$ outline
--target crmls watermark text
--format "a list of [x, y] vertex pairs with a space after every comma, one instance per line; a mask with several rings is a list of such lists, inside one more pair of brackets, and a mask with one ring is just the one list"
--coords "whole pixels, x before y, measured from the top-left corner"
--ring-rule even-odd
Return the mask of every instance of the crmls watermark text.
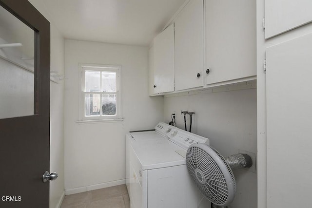
[[2, 196], [1, 200], [3, 202], [20, 202], [21, 201], [21, 196]]

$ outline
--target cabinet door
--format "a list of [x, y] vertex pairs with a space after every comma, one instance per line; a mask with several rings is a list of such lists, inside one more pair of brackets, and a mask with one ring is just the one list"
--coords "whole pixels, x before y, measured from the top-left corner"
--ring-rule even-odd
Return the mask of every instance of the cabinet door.
[[312, 34], [266, 56], [267, 207], [311, 207]]
[[154, 38], [155, 93], [175, 90], [175, 35], [172, 24]]
[[206, 84], [255, 76], [256, 1], [205, 2]]
[[175, 21], [176, 91], [204, 84], [203, 6], [203, 0], [191, 0]]
[[312, 21], [311, 0], [265, 0], [265, 38]]

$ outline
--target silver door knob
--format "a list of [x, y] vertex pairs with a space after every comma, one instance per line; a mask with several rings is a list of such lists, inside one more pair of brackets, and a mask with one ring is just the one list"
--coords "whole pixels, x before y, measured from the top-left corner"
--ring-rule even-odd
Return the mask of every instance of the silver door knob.
[[51, 174], [48, 171], [46, 171], [42, 176], [42, 181], [45, 183], [49, 180], [54, 181], [58, 178], [58, 173], [55, 172], [51, 172]]

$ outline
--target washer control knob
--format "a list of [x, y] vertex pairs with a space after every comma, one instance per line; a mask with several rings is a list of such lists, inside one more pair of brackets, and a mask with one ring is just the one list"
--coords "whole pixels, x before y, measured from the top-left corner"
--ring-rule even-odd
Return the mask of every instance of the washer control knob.
[[177, 133], [177, 131], [174, 131], [171, 134], [171, 137], [173, 137], [174, 136], [175, 136], [176, 135]]

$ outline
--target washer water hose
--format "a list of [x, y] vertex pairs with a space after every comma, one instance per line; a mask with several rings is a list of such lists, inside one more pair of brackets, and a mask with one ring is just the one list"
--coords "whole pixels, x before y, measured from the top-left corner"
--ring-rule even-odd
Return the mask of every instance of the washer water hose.
[[187, 130], [186, 129], [186, 118], [185, 118], [185, 115], [186, 115], [186, 113], [188, 113], [189, 112], [188, 111], [181, 111], [181, 114], [183, 114], [184, 115], [184, 127], [185, 127], [185, 131], [186, 131], [187, 132]]
[[195, 114], [194, 112], [189, 112], [187, 113], [189, 115], [190, 115], [190, 132], [191, 132], [191, 130], [192, 130], [192, 116], [193, 114]]

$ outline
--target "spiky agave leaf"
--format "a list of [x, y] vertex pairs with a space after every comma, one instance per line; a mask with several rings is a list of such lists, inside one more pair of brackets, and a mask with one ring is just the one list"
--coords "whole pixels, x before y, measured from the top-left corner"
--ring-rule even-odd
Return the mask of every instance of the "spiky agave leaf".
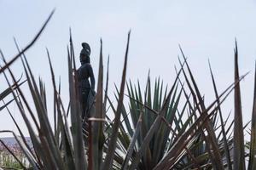
[[[238, 50], [237, 42], [236, 40], [235, 47], [235, 81], [239, 79], [238, 71]], [[243, 125], [242, 125], [242, 113], [241, 104], [241, 92], [239, 82], [235, 87], [234, 92], [235, 100], [235, 123], [234, 123], [234, 170], [245, 169], [245, 159], [244, 159], [244, 136], [243, 136]]]
[[256, 65], [254, 72], [254, 96], [252, 113], [250, 156], [248, 170], [256, 169]]

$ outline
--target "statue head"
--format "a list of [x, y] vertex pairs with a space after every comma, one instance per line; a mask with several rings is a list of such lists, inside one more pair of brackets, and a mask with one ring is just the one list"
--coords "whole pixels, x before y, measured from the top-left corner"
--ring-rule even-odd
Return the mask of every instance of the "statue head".
[[82, 42], [82, 50], [80, 52], [80, 62], [90, 63], [90, 48], [87, 42]]

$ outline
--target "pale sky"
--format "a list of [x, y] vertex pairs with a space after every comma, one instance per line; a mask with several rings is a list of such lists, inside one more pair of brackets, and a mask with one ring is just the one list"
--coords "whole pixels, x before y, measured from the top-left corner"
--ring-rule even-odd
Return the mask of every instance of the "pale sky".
------
* [WRITTEN TASK]: Report every line of the items above that contains the string "knob", treating case as significant.

* [FULL SOLUTION]:
--target silver door knob
Return the mask of every instance of the silver door knob.
--target washer control knob
Return the mask of every instance of the washer control knob.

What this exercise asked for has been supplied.